━━ Task data

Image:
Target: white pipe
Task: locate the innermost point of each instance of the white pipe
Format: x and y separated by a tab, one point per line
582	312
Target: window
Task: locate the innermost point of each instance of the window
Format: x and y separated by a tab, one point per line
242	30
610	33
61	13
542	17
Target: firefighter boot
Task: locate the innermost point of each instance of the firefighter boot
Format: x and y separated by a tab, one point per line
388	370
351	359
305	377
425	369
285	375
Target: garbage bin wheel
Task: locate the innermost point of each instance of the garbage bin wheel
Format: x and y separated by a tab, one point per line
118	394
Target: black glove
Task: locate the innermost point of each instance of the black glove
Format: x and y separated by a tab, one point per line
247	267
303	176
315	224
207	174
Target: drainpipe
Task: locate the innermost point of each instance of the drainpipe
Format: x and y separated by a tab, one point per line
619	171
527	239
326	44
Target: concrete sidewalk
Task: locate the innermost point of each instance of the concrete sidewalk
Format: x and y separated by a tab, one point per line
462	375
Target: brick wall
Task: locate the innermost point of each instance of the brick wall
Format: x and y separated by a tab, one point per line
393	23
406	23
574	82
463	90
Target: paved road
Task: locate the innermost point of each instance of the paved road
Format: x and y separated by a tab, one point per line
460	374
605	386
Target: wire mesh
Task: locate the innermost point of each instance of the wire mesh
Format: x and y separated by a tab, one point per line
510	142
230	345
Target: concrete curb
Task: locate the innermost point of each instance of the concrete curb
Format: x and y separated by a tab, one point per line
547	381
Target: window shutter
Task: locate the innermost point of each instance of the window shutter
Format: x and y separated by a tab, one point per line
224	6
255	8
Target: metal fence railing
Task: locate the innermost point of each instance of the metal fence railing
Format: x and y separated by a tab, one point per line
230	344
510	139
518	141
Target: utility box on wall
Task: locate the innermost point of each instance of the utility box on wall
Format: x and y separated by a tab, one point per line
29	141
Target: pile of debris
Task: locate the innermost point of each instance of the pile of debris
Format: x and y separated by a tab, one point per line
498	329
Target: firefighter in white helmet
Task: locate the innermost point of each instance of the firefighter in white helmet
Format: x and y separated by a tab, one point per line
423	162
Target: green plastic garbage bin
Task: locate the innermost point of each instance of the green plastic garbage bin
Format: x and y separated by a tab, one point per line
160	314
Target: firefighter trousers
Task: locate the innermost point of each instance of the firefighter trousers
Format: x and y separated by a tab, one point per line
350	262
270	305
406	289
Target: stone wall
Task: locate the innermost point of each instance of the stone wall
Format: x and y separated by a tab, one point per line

━━━━

### Task to complete
Restate the data above word for word, please.

### Problem solution
Image:
Target: white pipe
Task: locate the innermost point of each instance of the white pipe
Format: x and y separated by a tab, one point per line
582	312
Target: window
Task: locate the innermost point of each instance of the window
Format: x and y separated by a tab, one point per line
242	30
610	33
61	13
542	17
Target: firefighter boot
Task: locate the innermost point of each instance of the firefighter boot
Format: x and y separated by a tab, one point per line
388	370
351	359
305	377
425	369
285	375
Target: garbage bin wheel
Task: locate the innermost point of each instance of the garbage bin wheel
Format: x and y separated by a tab, one point per line
118	394
Target: black glove
Task: locate the innermost point of each instance of the black glove
Format: x and y separated by a tab, one point per line
247	267
303	176
315	224
207	174
Target: drainpipe
Task: locate the innermost point of each instance of the drainpipe
Format: x and y separated by a tab, one point per line
619	171
527	239
326	44
Target: concrete sidewalk
Task: locate the innermost point of each instance of the concrete sidewalk
Format: x and y separated by a tab, one point per line
462	375
Target: brick wall
Task: locate the innermost point of each instance of the brick wall
Format: x and y separated by a tab, one point per line
393	23
406	23
574	82
463	90
Target: paved road
Task: locate the innermost point of each instance of the paved road
Format: x and y separated by a tab, one point per line
460	374
605	386
Target: wire mesh
Task: locate the innermost point of each instance of the wire mesh
Format: x and y separated by a tab, one point per line
510	142
230	345
Target: concrete curb
Task: locate the innermost point of each instance of the concrete curb
Format: x and y separated by a tab, one point per line
547	381
Target: window shutter
Task: locate the innermost point of each instance of the window shutter
Format: x and y separated by a tab, one point per line
224	6
255	8
Target: metal fence railing
Task: locate the innermost point of each instance of the metal fence railing
Format: x and y separated by a tab, one point per line
230	344
510	139
518	141
Target: utility box on wall
Task: locate the innermost point of each instance of the utility box on wall
Format: x and y separated by a tab, one point per line
29	141
Target: pile of debris
Task: locate the innermost point of each instance of the pile of debris
Format: x and y separated by a tab, one point per line
498	329
Target: firefighter in white helmet
Task: locate the innermost point of each instance of the firefighter in white helmet
Format: x and y separated by a tab, one point per line
423	162
Target: green plastic garbage bin
Task: locate the innermost point of each instance of the green plastic garbage bin
Format: x and y separated by a tab, one point per line
160	314
Target: firefighter trousers
Task: locate the innermost point of each instance of the firefighter trousers
Format: x and y separated by a tab, one point per line
350	262
270	305
406	289
Target: stone wall
Task: locate the innermost point of each instance of the stone wall
Format: x and y separated by a tab, one point per line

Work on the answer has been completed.